▶ _WHAT THIS TASK INVOLVES_
Arrange every line of all the records below as a numbered list, leaving out any blank lines.

§ §

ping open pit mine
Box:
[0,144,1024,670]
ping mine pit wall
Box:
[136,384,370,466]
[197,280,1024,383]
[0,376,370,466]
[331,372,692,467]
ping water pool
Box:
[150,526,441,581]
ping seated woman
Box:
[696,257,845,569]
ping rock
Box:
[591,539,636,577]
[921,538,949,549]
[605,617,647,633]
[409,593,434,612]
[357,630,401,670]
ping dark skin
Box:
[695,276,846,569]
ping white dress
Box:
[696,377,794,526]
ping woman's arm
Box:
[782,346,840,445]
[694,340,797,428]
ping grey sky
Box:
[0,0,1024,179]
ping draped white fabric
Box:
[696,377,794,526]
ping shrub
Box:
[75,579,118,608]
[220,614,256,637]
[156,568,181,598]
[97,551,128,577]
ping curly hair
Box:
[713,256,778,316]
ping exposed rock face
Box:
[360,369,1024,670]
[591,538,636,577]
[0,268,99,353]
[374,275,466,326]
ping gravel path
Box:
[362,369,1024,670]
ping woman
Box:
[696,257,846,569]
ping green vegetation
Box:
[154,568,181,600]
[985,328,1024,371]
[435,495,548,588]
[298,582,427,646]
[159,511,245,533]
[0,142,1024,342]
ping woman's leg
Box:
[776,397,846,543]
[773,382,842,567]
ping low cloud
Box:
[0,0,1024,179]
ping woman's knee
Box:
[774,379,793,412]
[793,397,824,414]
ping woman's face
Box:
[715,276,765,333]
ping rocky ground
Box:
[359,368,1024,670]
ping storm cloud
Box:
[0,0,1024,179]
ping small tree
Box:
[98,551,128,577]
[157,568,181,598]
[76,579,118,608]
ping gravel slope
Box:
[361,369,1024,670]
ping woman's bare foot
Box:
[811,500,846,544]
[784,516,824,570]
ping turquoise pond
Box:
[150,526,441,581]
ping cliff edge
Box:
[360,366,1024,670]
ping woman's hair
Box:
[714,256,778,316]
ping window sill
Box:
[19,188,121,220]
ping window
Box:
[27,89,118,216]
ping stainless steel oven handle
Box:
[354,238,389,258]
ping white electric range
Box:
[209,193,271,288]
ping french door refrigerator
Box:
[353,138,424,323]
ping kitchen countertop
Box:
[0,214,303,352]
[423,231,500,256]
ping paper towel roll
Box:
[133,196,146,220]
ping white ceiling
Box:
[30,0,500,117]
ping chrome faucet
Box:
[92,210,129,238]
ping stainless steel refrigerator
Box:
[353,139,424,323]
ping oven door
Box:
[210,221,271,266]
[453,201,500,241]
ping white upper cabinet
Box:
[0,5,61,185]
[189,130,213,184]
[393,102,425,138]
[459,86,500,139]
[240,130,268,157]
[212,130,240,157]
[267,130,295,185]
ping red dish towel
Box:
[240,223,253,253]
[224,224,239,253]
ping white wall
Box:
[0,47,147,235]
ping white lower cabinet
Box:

§ §

▶ _RESULT FOR THIS TASK_
1. ping open pit mine
2. Box:
3. [0,144,1024,670]
4. ping mine pit wall
5. Box:
6. [136,384,370,466]
7. [197,280,1024,383]
8. [0,376,370,466]
9. [331,372,692,467]
10. ping water pool
11. Box:
12. [150,526,441,581]
13. ping seated woman
14. Box:
15. [696,257,845,569]
16. ping rock
17. Box:
18. [591,539,636,577]
19. [921,538,949,549]
20. [605,617,647,633]
21. [409,593,434,612]
22. [357,630,401,670]
23. ping dark skin
24. Box:
25. [695,276,846,569]
26. ping white dress
27. Box:
28. [696,377,794,526]
29. ping woman's arm
30. Box:
31. [782,346,840,445]
32. [694,340,797,428]
33. ping grey sky
34. Box:
35. [0,0,1024,179]
36. ping draped white fabric
37. Box:
38. [696,377,794,526]
39. ping shrub
40. Box:
41. [75,579,118,608]
42. [220,614,256,637]
43. [156,568,181,598]
44. [97,551,128,577]
45. ping curly hair
46. Box:
47. [713,256,778,316]
48. ping exposed rock face
49. Box:
50. [360,369,1024,670]
51. [591,538,636,577]
52. [0,268,99,353]
53. [374,275,466,326]
54. ping gravel path
55. Box:
56. [362,369,1024,670]
57. ping woman
58. Box:
59. [696,257,846,569]
60. ping green vegetation
61. Box:
62. [154,568,181,600]
63. [985,328,1024,371]
64. [435,495,548,588]
65. [298,582,427,646]
66. [159,511,245,533]
67. [0,142,1024,342]
68. ping woman's leg
69. Box:
70. [776,397,846,543]
71. [773,382,842,567]
72. ping low cloud
73. Box:
74. [0,0,1024,179]
75. ping woman's knee
76. Box:
77. [774,379,793,412]
78. [793,397,824,414]
79. ping woman's face
80. Box:
81. [715,276,765,333]
82. ping rocky ground
83. Box:
84. [359,368,1024,670]
85. ping storm cloud
86. Box:
87. [0,0,1024,179]
88. ping small tree
89. Box:
90. [98,551,128,577]
91. [157,568,181,598]
92. [76,579,118,608]
93. ping gravel slope
94. Box:
95. [361,369,1024,670]
96. ping woman's bare foot
97. Box:
98. [811,500,846,544]
99. [784,516,824,570]
100. ping turquoise pond
101. Box:
102. [150,526,441,581]
103. ping cliff edge
104. Box:
105. [360,366,1024,670]
106. ping woman's hair
107. Box:
108. [714,256,778,316]
109. ping window sill
110. Box:
111. [19,188,121,220]
112. ping window
113. Box:
114. [27,89,118,216]
115. ping stainless steel oven handle
116. Box:
117. [354,238,389,258]
118. ping white electric range
119. Box:
120. [209,193,271,288]
121. ping french door refrigerator
122. Box:
123. [353,138,424,323]
124. ping kitchen countertop
125. Box:
126. [0,214,303,352]
127. [423,231,500,256]
128. ping paper towel roll
129. Box:
130. [133,196,146,220]
131. ping white ceiling
132. Box:
133. [30,0,500,117]
134. ping chrome faucet
135. Box:
136. [92,210,129,238]
137. ping stainless steel refrigerator
138. Box:
139. [353,139,424,323]
140. ping oven door
141. Box:
142. [210,221,271,266]
143. [453,201,500,241]
144. ping white upper cabinet
145. Box:
146. [0,5,61,185]
147. [189,130,213,184]
148. [393,102,425,138]
149. [459,86,500,139]
150. [240,130,268,157]
151. [212,130,240,157]
152. [267,130,295,185]
153. ping red dish towel
154. Box:
155. [240,223,253,253]
156. [224,224,239,253]
157. ping white wall
158. Box:
159. [0,47,147,235]
160. ping white lower cabinet
161. Box:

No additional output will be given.